- [What this task involves] Output every entry exactly as written, skipping any pictures.

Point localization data
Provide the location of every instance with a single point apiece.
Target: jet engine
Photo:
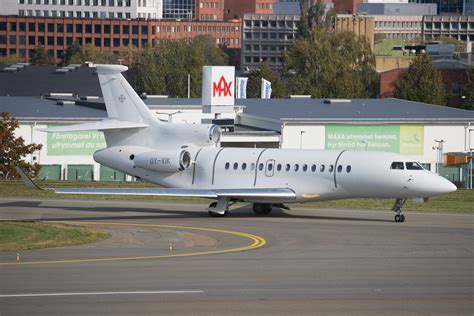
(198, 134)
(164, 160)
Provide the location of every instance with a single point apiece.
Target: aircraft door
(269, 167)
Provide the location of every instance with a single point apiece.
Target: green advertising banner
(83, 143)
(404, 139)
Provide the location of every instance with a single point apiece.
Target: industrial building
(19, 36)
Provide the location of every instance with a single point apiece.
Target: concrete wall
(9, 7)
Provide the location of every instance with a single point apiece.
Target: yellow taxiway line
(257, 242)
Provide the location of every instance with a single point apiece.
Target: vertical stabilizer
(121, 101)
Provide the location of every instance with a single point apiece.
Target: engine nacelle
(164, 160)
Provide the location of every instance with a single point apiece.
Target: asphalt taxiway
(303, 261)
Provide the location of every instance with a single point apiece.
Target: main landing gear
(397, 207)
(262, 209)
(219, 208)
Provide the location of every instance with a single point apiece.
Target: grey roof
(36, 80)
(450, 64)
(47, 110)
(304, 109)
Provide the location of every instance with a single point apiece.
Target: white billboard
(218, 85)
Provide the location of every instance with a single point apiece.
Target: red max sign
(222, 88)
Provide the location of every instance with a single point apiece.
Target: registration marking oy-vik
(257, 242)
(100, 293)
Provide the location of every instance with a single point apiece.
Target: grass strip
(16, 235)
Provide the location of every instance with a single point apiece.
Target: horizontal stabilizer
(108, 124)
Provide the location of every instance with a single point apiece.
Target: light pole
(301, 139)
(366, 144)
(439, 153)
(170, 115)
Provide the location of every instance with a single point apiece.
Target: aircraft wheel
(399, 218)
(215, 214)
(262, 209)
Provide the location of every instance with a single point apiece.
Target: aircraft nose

- [Exercise result]
Provide the location of every instance with a single point apiece.
Target: jet engine
Photo:
(198, 134)
(164, 160)
Provide the location of every instance with a single point apiece.
Target: aircraft door
(269, 167)
Provide the location of every instance with a single point apiece.
Target: green advertising banner
(83, 143)
(404, 139)
Provide the location of every instance with a single point apiece.
Target: industrial building
(19, 36)
Provide the location of every instance with a single point apiece.
Target: concrete wall
(9, 7)
Provide the location of every instance with a single point apiece.
Target: yellow taxiway line
(257, 242)
Provide the location of every instance with a single point apiece.
Target: vertical stabilizer
(121, 101)
Provide the location of every instance with a single point apiece.
Target: engine nacelle
(164, 160)
Provide the location of every instance with a single point apiece.
Target: asphalt taxiway
(303, 261)
Provide the location of every instance with a single point apiece.
Target: main landing gear
(397, 207)
(262, 209)
(219, 208)
Provide the location of every instance with a single point apiece.
Target: grey roof
(36, 80)
(450, 64)
(47, 110)
(304, 109)
Provide the location of every instance with a single point apiece.
Target: white billboard
(218, 85)
Provide the location of every instance with a single point apiece.
Target: red max sign
(222, 88)
Provide the location of every instance with a single point apiece.
Target: registration marking oy-vik
(257, 242)
(100, 293)
Provide the location of every instance with a single point apiece.
Target: grass strip
(16, 235)
Provide the location of every instance with a single point apiece.
Target: horizontal stabilizer
(108, 124)
Provide the location of every instance with a single point apiece.
Target: light pole
(301, 139)
(366, 144)
(439, 153)
(170, 115)
Provide the location of every instance with a single point apiece.
Target: aircraft wheel
(399, 218)
(215, 214)
(262, 209)
Provide the location of every instance with a single point apiece.
Target: aircraft nose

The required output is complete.